(Dataset records)
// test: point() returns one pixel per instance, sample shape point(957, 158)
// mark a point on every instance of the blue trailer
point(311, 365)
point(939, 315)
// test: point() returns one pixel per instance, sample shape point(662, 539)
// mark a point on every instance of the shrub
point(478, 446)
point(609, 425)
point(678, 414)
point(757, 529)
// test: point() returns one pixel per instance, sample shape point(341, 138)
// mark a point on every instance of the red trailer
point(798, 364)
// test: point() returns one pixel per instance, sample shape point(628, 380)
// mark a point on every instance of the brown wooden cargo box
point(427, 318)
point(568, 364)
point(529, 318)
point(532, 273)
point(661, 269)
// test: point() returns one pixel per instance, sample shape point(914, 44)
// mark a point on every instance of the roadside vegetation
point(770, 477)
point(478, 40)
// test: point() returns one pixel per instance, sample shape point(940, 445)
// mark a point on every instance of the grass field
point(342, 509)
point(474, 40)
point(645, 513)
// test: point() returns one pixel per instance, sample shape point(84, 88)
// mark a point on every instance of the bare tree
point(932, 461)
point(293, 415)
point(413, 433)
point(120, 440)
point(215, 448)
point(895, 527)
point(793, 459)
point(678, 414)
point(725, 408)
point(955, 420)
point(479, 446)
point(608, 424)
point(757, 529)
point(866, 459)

To do |
Rewrite the listing above with "every instance" changed to "each instance" wherever it occurs, keeping everything else the same.

Result below |
// test: point() returns one pixel per instance, sample shape point(957, 158)
// mark a point on each instance of the blue trailer
point(311, 365)
point(939, 315)
// test: point() returns one pixel per instance, sample shape point(662, 539)
// mark a point on each instance of the shrub
point(478, 446)
point(609, 425)
point(678, 414)
point(757, 529)
// test: point() returns one pixel per instance, sample shape point(341, 138)
// mark a point on each instance of the red trailer
point(798, 364)
// test: point() returns one pixel per instance, sample shape point(628, 380)
// mark a point on each instance of the brown wooden cargo box
point(427, 318)
point(568, 364)
point(529, 318)
point(532, 273)
point(661, 269)
// test: point() returns one pixel per instance, sample shape point(914, 44)
// mark a point on each instance of the roadside vegetation
point(770, 477)
point(478, 40)
// test: point() returns one pixel per instance, sample shape point(940, 445)
// mark a point on each instance of the grass field
point(342, 509)
point(474, 40)
point(645, 513)
// test: point() returns one pixel per instance, sample shape point(84, 88)
// mark a point on each instance of the bare tree
point(932, 461)
point(293, 415)
point(413, 433)
point(120, 440)
point(215, 448)
point(895, 527)
point(793, 459)
point(678, 414)
point(725, 408)
point(955, 420)
point(479, 446)
point(608, 424)
point(757, 529)
point(866, 459)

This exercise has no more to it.